PROBLEM TO WORK ON
Working from the records below, repeat exactly the lines starting at the line that contains "of the black" and ending at the line that contains "of the downspout", inclusive.

MATERIAL SHOWN
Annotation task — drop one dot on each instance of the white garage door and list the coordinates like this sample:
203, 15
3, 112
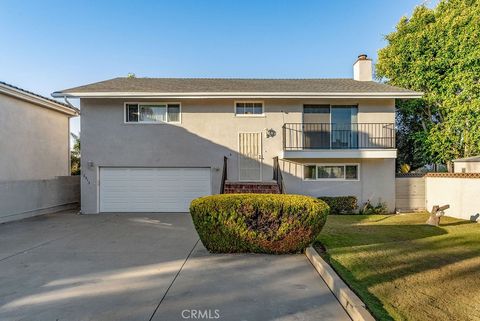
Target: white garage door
151, 189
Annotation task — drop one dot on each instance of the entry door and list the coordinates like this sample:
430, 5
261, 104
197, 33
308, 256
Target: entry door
344, 123
250, 156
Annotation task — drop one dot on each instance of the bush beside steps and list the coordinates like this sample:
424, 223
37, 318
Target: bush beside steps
341, 204
258, 223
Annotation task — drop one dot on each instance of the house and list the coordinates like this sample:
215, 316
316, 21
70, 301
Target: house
467, 165
34, 155
35, 134
154, 144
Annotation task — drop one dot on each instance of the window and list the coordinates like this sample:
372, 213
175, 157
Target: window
248, 108
152, 113
316, 109
347, 172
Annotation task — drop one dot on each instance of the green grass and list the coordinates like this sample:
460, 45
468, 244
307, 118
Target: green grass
406, 270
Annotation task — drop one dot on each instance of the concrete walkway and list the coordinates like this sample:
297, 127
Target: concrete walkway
146, 267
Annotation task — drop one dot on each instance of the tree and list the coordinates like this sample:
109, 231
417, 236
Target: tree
436, 51
75, 155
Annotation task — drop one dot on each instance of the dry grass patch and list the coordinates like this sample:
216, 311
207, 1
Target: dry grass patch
404, 269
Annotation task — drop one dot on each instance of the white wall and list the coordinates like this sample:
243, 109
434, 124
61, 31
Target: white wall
33, 141
467, 167
461, 192
27, 198
410, 193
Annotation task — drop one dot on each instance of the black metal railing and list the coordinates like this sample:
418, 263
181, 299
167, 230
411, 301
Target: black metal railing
224, 175
277, 175
300, 136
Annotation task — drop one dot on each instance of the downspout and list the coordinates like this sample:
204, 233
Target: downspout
69, 152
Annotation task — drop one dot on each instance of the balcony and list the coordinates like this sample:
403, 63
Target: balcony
330, 140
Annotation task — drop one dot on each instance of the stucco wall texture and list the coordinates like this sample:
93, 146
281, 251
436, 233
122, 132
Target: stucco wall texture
33, 141
208, 131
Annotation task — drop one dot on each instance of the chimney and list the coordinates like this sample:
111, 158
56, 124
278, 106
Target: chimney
362, 68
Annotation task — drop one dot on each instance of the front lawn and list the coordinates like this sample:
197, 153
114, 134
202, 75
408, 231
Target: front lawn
406, 270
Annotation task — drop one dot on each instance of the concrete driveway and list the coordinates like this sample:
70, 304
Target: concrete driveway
147, 267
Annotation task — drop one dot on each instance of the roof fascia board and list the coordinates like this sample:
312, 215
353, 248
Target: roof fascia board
238, 95
37, 100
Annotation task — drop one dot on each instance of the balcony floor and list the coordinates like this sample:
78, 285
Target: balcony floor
339, 153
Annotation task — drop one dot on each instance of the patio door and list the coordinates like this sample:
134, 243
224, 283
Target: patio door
250, 156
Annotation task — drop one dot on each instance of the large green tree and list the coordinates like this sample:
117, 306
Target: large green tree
436, 51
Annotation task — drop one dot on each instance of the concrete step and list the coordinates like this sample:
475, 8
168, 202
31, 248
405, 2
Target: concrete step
232, 187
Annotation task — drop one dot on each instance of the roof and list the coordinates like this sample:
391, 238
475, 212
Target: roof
37, 99
235, 87
468, 159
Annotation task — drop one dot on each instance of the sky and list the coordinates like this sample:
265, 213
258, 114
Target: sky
46, 46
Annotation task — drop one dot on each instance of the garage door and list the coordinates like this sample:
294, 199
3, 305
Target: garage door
151, 189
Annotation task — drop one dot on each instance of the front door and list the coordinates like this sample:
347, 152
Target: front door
344, 127
250, 156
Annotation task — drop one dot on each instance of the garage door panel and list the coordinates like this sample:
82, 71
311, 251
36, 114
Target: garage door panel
151, 189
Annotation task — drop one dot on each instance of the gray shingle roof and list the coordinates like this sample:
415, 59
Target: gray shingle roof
226, 85
39, 96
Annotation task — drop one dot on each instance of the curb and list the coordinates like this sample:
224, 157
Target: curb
350, 301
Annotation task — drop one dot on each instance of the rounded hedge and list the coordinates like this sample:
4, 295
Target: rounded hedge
258, 223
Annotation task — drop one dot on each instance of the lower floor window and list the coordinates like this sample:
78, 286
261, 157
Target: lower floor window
331, 171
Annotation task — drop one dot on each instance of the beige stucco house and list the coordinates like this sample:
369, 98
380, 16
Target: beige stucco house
34, 133
467, 165
154, 144
34, 155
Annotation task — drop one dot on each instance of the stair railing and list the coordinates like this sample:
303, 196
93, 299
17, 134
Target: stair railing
224, 175
277, 175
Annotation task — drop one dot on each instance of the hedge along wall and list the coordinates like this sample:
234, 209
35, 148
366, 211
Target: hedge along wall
459, 190
259, 223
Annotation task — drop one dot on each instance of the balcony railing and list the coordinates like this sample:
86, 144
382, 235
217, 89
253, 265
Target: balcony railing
300, 136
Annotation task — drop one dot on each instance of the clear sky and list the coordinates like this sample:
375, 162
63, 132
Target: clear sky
47, 45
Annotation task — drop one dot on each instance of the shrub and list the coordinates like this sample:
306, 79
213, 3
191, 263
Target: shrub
258, 223
369, 209
341, 204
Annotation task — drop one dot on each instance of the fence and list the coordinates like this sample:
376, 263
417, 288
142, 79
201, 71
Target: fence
21, 199
459, 190
410, 192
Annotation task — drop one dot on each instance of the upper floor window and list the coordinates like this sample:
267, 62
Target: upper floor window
248, 108
152, 113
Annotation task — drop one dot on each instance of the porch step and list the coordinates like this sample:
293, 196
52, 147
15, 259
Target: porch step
251, 187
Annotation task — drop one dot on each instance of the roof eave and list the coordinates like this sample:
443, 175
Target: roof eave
13, 92
205, 95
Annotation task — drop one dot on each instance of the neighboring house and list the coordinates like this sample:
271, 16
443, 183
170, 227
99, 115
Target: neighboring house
35, 135
154, 144
34, 155
467, 165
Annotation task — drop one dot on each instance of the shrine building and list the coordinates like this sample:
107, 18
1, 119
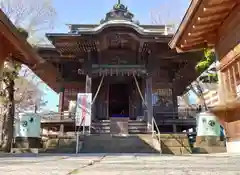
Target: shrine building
125, 65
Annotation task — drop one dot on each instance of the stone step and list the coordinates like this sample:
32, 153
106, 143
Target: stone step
177, 144
134, 127
119, 144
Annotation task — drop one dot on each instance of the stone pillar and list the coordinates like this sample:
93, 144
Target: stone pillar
149, 103
61, 109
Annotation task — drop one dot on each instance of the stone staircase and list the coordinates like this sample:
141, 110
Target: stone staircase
134, 127
105, 143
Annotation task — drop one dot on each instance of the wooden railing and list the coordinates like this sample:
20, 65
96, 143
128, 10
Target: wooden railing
156, 133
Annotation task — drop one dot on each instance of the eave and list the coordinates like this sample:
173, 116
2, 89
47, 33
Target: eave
14, 43
201, 24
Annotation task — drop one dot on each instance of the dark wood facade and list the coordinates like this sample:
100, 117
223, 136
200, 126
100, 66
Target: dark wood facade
120, 49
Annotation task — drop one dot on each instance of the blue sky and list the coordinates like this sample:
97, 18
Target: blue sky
92, 11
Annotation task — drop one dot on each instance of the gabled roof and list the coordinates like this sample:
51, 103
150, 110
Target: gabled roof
200, 25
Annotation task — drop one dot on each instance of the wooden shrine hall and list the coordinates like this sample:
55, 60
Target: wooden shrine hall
128, 65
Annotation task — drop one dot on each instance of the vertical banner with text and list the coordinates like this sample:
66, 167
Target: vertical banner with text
84, 109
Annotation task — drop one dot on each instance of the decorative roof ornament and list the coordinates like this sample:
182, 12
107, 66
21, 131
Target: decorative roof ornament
118, 12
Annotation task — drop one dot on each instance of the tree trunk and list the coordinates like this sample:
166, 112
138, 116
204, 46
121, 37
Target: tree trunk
8, 128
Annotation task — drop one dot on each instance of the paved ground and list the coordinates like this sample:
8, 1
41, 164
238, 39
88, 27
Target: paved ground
120, 165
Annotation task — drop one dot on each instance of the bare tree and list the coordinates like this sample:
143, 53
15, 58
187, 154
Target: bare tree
35, 16
31, 17
29, 92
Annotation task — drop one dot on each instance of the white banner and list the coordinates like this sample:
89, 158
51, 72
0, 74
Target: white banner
84, 109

RESULT
Annotation task — drop one dot on each instance of the black metal railing and list the coordinates like this sample:
418, 263
181, 299
167, 230
411, 301
Target: black metal railing
224, 175
277, 175
300, 136
Annotation task — drop one dot on each instance of the downspout and list the coordinates like this sample:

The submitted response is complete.